YOUR OBJECTIVE → Of all the entries below, only the lines from the one with "Each <instance> block" up to and including the one with "box: [946, 56, 1200, 148]" are to be duplicated exactly.

PROVIDED RECORDS below:

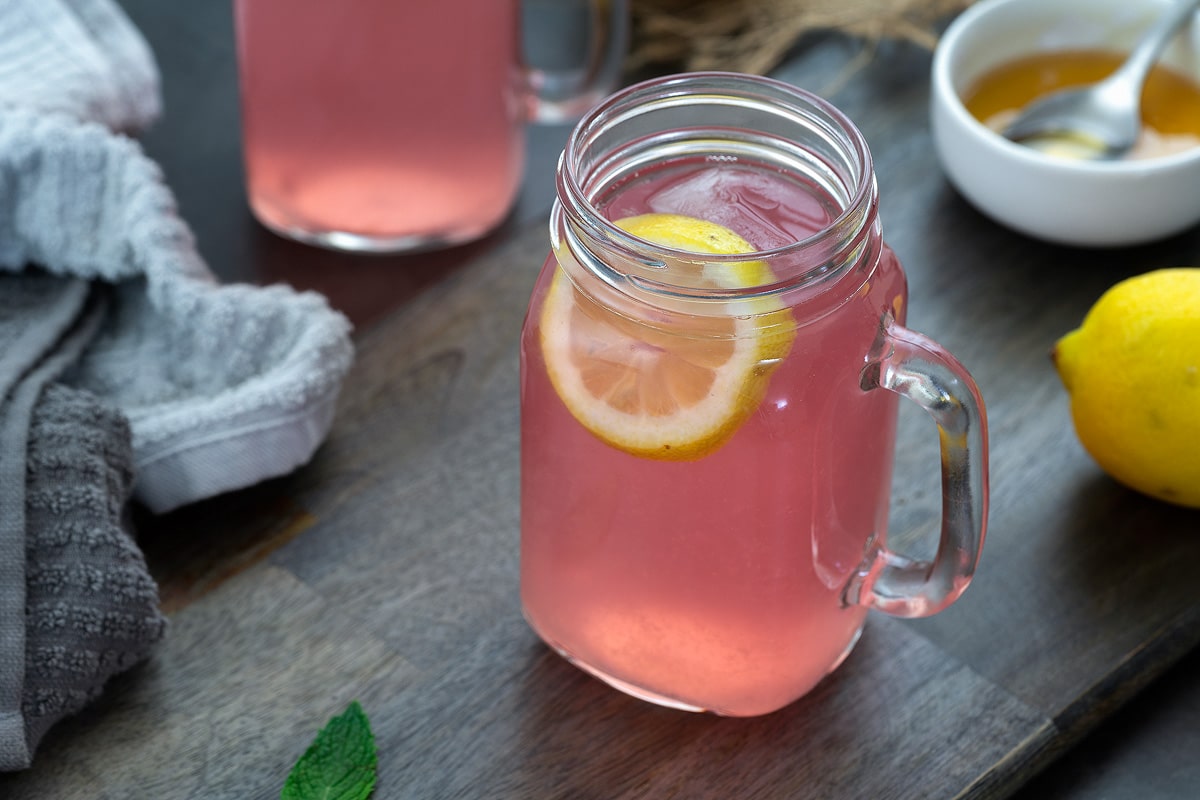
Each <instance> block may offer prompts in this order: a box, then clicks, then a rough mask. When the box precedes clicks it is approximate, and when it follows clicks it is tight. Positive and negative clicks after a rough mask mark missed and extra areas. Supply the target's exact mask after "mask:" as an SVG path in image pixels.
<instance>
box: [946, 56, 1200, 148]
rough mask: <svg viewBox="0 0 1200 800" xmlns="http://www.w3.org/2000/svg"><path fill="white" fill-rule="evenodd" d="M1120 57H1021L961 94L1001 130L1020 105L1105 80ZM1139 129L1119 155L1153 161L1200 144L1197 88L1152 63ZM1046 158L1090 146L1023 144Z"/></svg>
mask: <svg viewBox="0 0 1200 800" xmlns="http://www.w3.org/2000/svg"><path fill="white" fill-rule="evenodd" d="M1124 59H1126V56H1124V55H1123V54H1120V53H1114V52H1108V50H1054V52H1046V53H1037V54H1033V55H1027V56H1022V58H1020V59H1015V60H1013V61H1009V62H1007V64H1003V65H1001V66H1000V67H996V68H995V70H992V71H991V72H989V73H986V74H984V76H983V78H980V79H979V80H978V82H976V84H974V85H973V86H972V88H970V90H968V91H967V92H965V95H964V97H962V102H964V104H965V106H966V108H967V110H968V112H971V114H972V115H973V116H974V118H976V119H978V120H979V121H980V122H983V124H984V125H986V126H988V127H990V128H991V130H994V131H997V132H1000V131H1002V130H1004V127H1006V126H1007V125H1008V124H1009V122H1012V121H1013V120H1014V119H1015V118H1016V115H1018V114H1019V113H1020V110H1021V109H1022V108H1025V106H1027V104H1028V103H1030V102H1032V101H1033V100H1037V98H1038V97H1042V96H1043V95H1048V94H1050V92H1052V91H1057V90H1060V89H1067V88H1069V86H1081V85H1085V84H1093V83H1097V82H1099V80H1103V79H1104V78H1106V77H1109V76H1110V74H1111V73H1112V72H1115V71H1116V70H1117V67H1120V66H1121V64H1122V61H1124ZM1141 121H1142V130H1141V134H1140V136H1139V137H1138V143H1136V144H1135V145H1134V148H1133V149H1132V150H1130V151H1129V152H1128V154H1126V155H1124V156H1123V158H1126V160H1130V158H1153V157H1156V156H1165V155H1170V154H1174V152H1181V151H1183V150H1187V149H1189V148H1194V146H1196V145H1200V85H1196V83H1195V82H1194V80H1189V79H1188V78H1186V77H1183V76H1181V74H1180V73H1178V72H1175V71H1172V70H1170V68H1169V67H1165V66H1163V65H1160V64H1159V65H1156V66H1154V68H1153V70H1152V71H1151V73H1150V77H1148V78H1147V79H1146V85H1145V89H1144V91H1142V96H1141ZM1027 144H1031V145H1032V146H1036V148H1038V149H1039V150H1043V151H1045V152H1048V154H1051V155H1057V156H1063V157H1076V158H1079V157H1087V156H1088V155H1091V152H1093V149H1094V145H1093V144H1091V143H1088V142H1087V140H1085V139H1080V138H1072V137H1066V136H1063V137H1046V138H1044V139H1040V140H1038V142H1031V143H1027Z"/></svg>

End of PROVIDED RECORDS.
PROVIDED RECORDS below:

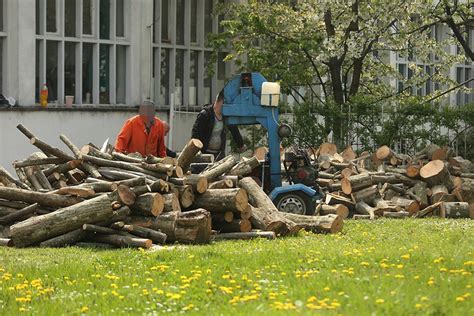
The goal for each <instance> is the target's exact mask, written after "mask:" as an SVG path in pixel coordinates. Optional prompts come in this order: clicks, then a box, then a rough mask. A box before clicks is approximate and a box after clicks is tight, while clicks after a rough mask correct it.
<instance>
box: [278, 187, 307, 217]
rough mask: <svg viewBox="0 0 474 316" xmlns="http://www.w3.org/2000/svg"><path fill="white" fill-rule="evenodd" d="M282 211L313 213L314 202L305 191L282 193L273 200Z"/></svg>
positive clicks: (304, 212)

End of PROVIDED RECORDS.

SOLUTION TO THE PROBLEM →
Each <instance> block may offer prompts in this order: a box, then clicks, then a rough mask. When the box precedes clicks it is approximate, and when it follows clicks it is tight. Positive and negative clicks after a rough mask mark missed and extra areas. Supply the target's exact mask after "mask:" as an SVG path in image pixels.
<instance>
box: [946, 56, 1200, 148]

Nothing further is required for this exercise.